=== Set exercise ===
Convert the entries into a Markdown table with the columns Row and Line, one numbered row per line and no blank lines. Begin at the line that contains "horse eye in" and stop after the line that contains "point(144, 278)".

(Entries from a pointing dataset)
___
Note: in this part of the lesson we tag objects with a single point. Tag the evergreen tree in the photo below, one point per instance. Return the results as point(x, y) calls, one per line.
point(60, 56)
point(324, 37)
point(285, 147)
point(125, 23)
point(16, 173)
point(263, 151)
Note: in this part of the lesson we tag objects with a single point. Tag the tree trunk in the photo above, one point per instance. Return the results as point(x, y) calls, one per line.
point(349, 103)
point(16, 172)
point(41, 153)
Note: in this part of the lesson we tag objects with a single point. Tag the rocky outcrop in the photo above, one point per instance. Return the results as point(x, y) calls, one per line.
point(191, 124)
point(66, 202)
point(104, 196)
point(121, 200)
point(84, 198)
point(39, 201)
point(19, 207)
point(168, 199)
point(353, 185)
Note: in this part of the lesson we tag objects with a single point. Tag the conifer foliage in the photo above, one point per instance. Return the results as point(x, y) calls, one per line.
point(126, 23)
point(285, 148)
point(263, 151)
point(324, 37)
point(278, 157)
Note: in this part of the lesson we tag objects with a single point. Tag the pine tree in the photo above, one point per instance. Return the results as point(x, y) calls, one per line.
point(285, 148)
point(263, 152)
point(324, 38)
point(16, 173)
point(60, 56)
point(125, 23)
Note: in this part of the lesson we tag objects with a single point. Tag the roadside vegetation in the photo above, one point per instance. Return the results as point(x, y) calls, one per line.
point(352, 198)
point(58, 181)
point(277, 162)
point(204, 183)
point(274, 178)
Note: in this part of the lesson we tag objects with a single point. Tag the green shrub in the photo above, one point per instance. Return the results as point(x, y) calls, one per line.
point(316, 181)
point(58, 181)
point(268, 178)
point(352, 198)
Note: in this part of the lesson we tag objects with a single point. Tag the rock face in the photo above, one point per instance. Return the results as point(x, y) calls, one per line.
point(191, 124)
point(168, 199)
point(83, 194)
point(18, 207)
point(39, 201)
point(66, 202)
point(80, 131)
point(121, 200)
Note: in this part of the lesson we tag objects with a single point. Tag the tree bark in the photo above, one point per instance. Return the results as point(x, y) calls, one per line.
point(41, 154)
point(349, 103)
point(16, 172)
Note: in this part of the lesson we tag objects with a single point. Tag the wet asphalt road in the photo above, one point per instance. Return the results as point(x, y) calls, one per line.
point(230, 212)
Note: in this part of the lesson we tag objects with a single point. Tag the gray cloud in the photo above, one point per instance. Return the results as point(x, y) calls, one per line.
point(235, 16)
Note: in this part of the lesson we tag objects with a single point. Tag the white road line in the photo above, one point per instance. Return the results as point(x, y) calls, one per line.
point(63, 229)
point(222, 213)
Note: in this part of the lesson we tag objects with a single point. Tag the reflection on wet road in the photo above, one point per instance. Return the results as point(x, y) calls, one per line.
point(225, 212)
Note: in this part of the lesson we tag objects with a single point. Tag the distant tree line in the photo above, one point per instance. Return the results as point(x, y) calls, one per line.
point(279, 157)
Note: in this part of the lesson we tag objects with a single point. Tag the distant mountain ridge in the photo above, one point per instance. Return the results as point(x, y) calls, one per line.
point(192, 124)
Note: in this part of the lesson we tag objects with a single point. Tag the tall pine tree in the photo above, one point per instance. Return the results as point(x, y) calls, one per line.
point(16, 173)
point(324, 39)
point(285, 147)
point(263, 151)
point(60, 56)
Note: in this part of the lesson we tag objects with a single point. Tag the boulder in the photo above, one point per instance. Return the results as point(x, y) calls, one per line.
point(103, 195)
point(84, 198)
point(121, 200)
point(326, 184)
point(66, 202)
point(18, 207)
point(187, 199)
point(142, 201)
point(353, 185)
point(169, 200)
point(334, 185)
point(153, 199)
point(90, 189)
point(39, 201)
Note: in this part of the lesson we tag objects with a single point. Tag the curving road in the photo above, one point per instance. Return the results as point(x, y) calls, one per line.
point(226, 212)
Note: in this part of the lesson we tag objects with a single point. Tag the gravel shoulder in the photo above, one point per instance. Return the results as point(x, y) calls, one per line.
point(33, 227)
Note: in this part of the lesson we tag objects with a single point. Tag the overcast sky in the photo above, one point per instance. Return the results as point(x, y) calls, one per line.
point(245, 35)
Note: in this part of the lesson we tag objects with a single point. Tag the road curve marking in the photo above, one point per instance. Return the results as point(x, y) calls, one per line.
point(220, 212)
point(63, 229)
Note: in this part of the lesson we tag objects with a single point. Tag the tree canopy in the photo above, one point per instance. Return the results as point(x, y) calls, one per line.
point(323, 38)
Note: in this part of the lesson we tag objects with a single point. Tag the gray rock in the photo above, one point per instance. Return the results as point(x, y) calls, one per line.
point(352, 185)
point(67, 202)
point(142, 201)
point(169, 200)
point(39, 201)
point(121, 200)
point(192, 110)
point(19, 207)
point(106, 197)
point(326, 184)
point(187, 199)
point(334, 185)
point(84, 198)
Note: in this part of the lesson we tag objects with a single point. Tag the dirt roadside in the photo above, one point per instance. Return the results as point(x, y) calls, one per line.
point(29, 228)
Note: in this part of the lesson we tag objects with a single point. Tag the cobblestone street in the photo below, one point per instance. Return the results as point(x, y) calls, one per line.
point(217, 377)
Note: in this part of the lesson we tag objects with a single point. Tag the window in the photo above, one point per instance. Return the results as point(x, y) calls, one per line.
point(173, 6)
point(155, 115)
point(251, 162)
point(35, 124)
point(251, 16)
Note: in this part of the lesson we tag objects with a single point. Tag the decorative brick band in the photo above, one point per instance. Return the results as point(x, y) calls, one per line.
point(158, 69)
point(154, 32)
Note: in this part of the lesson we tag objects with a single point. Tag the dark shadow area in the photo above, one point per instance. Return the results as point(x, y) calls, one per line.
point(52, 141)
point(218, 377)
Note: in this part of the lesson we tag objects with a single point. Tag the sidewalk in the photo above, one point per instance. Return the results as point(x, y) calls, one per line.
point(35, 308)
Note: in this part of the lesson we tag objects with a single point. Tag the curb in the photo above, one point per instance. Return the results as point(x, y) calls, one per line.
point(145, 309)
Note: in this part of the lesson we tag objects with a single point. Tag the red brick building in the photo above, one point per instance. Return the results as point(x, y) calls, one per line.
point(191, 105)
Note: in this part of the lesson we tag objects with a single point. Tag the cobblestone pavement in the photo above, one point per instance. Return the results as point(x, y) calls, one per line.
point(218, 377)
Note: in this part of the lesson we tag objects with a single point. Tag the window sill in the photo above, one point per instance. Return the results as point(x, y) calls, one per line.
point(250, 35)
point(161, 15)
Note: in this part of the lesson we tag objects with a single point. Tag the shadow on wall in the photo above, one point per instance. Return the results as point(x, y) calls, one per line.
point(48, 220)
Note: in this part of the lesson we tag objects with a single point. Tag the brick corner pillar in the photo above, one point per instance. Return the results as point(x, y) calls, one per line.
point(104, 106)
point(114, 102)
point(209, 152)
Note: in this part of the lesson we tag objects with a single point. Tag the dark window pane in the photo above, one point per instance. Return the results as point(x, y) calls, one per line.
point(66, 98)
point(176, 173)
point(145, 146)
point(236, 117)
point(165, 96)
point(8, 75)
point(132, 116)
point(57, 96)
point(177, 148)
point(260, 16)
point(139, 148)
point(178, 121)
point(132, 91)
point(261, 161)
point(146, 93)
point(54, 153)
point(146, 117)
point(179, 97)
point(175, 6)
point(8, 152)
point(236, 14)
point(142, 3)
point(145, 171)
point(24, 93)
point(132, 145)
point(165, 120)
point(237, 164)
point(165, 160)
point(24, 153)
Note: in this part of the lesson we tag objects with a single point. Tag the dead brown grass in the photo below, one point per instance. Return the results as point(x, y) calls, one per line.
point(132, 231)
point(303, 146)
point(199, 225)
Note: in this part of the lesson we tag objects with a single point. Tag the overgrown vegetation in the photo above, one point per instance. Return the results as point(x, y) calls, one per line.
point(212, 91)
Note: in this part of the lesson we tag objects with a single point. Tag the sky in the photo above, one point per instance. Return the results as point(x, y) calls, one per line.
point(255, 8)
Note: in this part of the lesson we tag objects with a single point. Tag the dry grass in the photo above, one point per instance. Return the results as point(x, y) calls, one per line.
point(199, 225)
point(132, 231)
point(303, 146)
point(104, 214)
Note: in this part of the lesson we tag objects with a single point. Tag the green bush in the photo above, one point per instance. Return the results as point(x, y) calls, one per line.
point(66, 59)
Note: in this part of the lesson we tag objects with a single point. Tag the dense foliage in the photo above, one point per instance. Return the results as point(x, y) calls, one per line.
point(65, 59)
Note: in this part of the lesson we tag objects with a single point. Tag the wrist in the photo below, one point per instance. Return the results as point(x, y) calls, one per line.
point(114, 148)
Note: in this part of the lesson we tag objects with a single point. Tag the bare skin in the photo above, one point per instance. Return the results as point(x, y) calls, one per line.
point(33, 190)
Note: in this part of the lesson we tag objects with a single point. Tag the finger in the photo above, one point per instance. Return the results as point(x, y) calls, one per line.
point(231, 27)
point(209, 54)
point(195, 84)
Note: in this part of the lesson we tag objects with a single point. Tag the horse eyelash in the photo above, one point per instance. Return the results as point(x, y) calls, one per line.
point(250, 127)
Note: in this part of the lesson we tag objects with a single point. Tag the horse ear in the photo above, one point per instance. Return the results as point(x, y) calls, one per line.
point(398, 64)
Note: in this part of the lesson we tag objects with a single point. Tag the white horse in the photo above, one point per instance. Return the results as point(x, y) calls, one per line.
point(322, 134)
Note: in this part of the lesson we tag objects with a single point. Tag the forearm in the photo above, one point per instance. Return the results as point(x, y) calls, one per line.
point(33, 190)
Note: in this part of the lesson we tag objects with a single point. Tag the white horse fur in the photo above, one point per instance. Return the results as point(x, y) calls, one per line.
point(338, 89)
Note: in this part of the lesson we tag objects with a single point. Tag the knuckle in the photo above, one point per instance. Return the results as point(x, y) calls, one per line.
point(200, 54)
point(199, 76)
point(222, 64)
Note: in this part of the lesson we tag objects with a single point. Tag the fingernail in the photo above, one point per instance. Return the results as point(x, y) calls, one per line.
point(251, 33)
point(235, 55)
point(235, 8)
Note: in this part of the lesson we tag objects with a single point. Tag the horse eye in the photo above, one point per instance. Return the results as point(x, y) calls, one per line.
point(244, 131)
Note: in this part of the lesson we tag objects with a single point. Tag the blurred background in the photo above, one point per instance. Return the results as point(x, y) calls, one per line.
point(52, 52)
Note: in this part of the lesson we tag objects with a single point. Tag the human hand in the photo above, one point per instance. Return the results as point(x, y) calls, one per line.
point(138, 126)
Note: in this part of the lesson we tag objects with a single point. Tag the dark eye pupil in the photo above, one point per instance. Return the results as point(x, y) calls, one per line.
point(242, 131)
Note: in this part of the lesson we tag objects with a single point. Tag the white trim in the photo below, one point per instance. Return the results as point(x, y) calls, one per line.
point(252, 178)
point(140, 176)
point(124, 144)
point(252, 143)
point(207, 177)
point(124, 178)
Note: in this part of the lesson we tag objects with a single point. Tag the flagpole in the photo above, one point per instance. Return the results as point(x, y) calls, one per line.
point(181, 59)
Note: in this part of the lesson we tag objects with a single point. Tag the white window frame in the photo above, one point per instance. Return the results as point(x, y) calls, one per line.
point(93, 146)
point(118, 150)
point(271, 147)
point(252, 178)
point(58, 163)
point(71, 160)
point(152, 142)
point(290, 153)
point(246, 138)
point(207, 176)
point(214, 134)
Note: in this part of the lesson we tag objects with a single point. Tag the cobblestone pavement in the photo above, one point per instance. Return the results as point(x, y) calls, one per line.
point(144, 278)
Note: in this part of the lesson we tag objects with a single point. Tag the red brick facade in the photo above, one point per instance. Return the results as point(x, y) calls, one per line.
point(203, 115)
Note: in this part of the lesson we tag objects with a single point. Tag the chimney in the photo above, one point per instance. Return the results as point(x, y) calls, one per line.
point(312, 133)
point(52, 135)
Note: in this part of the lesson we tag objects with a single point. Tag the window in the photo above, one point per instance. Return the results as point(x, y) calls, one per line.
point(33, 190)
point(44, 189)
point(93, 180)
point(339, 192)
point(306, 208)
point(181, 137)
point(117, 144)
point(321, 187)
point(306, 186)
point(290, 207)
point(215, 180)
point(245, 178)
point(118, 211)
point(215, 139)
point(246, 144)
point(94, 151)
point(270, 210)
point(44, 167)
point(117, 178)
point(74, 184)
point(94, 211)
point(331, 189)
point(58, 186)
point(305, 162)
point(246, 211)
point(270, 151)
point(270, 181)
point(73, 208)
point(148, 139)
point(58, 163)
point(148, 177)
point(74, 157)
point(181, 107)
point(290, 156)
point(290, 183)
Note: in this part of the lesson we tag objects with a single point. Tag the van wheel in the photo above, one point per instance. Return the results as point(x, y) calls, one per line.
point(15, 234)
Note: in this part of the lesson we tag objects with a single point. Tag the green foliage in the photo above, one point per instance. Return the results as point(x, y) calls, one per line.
___
=== Finished answer ===
| Row | Line |
|---|---|
| 1 | Note: in this part of the lesson we tag objects with a single point. Tag the horse eye in the photo above, one point per instance. Return the results as point(x, y) calls, one per line. |
| 2 | point(244, 131) |
| 3 | Note: in this part of the lesson we tag objects with a single point. Tag the blurred background in the photo above, one point per instance. Return the results as point(x, y) calls, one per line. |
| 4 | point(52, 52) |
| 5 | Note: in this part of the lesson we tag objects with a single point. Tag the human hand in the photo above, one point per instance. Return the results as point(x, y) calls, one per line. |
| 6 | point(138, 126) |
| 7 | Note: in this part of the lesson we tag objects with a single point. Tag the dark eye pupil in the photo above, one point per instance. Return the results as point(x, y) calls, one per line. |
| 8 | point(242, 131) |
| 9 | Note: in this part of the lesson we tag objects with a single point. Tag the white trim in the photo below, one point per instance. Return the results as point(x, y) calls, one per line. |
| 10 | point(252, 178) |
| 11 | point(140, 176) |
| 12 | point(124, 144) |
| 13 | point(252, 143) |
| 14 | point(207, 177) |
| 15 | point(124, 178) |
| 16 | Note: in this part of the lesson we tag objects with a single point. Tag the flagpole in the photo above, one point per instance. Return the results as point(x, y) calls, one per line. |
| 17 | point(181, 59) |
| 18 | Note: in this part of the lesson we tag objects with a single point. Tag the white window frame in the photo above, one point per instance. Return the results as point(x, y) calls, one per line. |
| 19 | point(93, 146) |
| 20 | point(118, 150) |
| 21 | point(271, 147) |
| 22 | point(252, 178) |
| 23 | point(58, 163) |
| 24 | point(71, 160) |
| 25 | point(152, 142) |
| 26 | point(290, 153) |
| 27 | point(246, 138) |
| 28 | point(207, 176) |
| 29 | point(214, 134) |
| 30 | Note: in this part of the lesson we tag objects with a single point. Tag the cobblestone pavement in the photo above, one point per instance. Return the results as point(x, y) calls, one per line. |
| 31 | point(144, 278) |